REQUIRED ACTIONS:
1 – In the blog post on telling good science from bad, what rule of thumb does Peter Wilby recommend to journalists?
2 – Continue the blog post on telling good science from bad from the point where it stops.
___ TEXT EXCERPT
Tuesday, August 30, 2005

How to tell good science from bad

For the layman and the journalist it is difficult to assess what differentiates good science from agenda-based science. Peter Wilby gives a useful rule-of-thumb.
"My recommendation to journalists is the same as that given to Bob Woodward and Carl Bernstein at the start of the Watergate investigation: follow the money. A scientific consensus should be treated with scepticism if the consensus happens to suit the interests of the rich and powerful. Even though scientists are not exactly corrupt, their work depends heavily on research contracts, grants and sponsorship. When nearly all of them are willing to resist the paymasters, I reason, they must be pretty damn convinced.

So the consensus that BSE ('mad cow disease') could not be transmitted to humans was always suspect because the agricultural industry had the money. I remain sceptical of the consensus that we shall all be done in by bird flu (yes, you can laugh if I catch it this winter), because the money is with the pharmaceutical industry, which can make millions selling drugs and vaccines we won't need. Conversely, I believe sugar and salt must be bad for us, as most scientists say, because the entire food industry is desperate to believe they are not.
______
___ DATA LISTING
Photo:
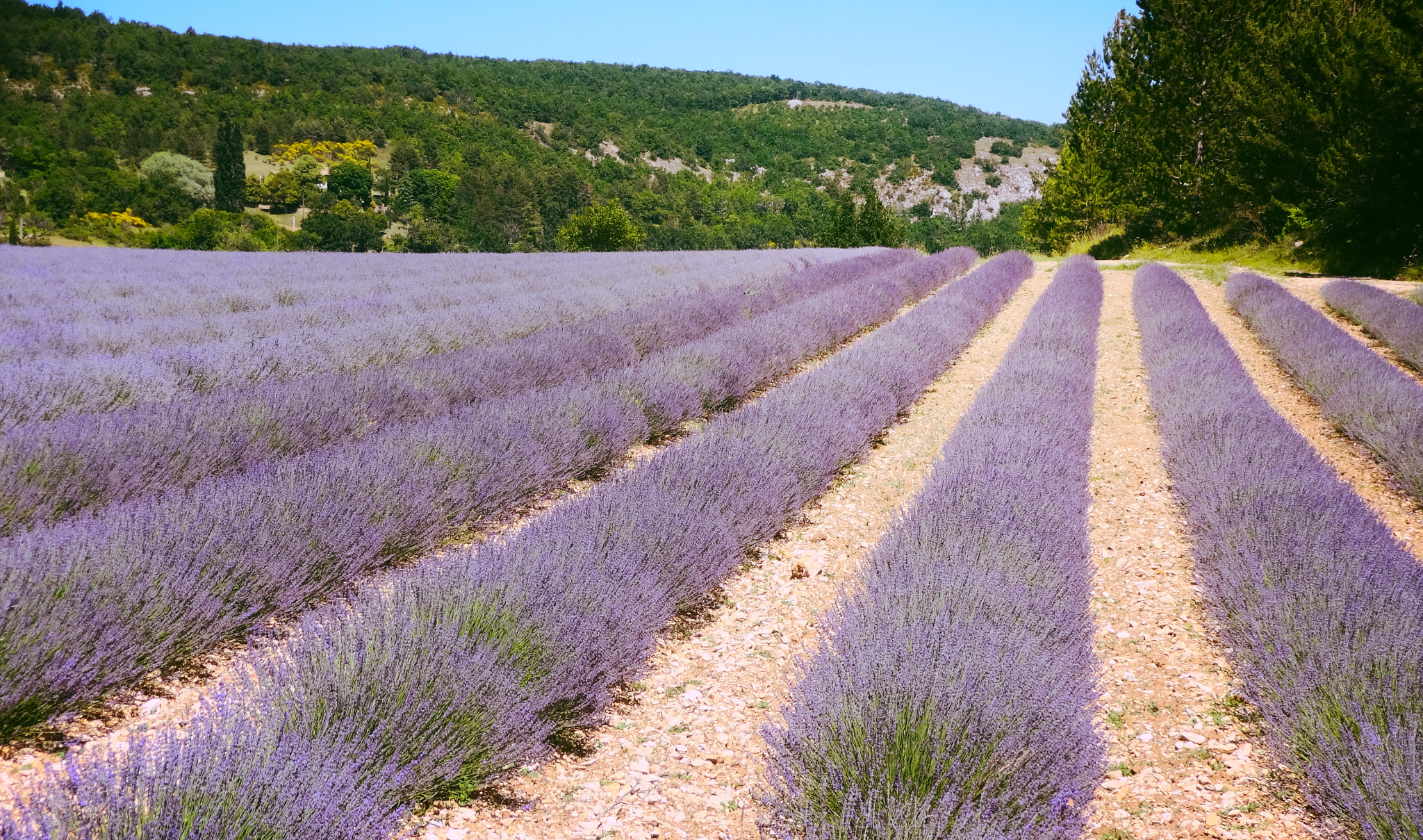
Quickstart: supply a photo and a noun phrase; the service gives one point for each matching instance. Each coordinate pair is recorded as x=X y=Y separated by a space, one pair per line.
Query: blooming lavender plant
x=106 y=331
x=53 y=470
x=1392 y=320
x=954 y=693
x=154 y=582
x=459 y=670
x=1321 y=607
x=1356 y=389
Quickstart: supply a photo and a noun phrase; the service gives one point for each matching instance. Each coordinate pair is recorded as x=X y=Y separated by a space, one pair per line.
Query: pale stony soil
______
RESULTS BY TASK:
1 – Follow the money.

2 –
On this basis, global warming is a no-brainer. Few manufacturers of wind turbines have a financial interest in causing alarm. Nearly all the money is with the oil industry and, if you dig deep enough, you find that many climate-change sceptics get help, directly or indirectly, from that source. The counter-claim that hundreds of climate scientists are motivated by politics - which presumably means they want to overthrow capitalism or undermine America - just doesn't stack up. So when scientists say we're all going to drown or fry if we carry on using fossil fuels, they should be taken seriously, and put on the front pages. QED."